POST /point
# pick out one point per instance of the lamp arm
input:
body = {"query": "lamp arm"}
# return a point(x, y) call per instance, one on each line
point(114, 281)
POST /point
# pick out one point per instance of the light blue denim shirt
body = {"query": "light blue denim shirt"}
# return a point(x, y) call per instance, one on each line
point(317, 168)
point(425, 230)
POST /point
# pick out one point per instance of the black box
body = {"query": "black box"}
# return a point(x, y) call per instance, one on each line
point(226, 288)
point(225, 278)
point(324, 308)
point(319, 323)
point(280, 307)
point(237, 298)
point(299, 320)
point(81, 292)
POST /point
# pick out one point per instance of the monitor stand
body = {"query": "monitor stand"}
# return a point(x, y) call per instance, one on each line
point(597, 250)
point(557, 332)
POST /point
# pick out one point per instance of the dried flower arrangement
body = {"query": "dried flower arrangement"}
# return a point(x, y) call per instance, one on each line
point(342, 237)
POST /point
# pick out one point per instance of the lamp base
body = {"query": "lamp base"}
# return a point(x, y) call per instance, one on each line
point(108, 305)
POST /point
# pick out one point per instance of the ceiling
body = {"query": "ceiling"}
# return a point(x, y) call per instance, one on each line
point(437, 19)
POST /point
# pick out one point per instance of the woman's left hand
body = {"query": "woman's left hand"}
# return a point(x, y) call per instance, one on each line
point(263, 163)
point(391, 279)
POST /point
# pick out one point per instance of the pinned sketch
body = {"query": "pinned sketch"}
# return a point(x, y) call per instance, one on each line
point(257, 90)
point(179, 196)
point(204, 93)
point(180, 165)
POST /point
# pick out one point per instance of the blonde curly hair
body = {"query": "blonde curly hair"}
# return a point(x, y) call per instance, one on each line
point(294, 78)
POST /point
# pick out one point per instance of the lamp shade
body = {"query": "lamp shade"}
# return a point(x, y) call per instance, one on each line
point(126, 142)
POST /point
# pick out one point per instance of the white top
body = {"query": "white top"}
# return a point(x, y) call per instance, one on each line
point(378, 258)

==

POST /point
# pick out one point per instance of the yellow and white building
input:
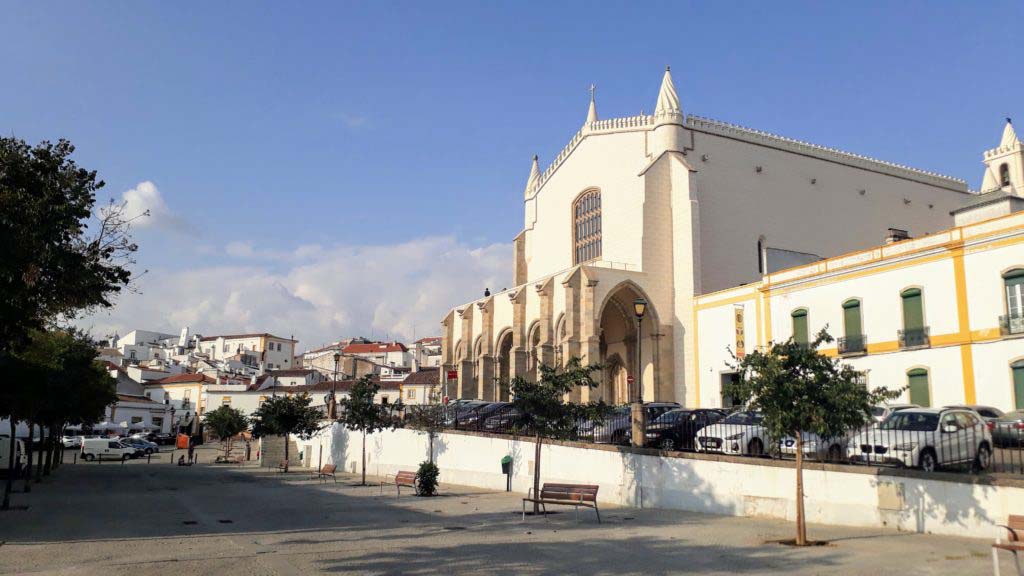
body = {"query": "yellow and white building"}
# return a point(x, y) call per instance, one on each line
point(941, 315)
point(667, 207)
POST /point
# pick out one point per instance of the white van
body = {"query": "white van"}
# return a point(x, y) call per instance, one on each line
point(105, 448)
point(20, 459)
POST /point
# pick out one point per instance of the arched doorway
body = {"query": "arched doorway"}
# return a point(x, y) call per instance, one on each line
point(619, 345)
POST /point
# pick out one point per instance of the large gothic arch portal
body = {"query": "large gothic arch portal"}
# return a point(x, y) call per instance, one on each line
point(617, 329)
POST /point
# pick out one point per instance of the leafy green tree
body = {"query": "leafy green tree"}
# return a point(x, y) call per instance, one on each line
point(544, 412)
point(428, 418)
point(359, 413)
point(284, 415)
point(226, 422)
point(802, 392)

--

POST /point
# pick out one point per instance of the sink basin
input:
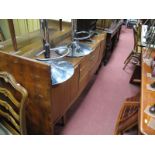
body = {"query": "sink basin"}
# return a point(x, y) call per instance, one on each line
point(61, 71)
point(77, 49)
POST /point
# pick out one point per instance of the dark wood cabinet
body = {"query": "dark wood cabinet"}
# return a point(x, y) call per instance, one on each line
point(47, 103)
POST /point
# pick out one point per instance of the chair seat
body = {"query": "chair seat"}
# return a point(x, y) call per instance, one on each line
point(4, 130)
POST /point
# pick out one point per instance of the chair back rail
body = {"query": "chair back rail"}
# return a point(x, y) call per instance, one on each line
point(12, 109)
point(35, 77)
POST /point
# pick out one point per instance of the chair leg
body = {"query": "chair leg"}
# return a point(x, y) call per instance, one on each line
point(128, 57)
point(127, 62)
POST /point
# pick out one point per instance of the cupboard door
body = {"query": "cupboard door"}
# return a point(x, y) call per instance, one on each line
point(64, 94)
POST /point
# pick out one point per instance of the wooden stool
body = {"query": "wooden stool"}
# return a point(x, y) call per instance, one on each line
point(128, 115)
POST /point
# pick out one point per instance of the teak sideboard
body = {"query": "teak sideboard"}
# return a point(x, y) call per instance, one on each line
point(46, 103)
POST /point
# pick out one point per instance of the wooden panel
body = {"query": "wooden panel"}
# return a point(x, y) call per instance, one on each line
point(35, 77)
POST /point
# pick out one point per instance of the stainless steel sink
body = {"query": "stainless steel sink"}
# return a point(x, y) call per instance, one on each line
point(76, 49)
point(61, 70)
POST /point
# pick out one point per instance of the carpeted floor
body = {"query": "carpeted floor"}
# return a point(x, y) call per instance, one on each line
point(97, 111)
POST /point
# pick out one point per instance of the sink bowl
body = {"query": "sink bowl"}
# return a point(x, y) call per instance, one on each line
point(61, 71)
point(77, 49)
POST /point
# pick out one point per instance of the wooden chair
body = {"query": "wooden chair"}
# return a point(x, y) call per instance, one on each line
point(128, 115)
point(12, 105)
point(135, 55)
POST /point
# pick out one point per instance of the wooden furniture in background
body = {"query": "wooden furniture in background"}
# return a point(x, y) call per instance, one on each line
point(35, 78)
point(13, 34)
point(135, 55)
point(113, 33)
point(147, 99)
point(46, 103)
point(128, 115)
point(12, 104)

▶ **About this task**
Show, from the entries above, every line that includes the string "cupboard".

▶ **Exercise solution**
# pick out one point per instance of the cupboard door
body = {"query": "cupboard door"}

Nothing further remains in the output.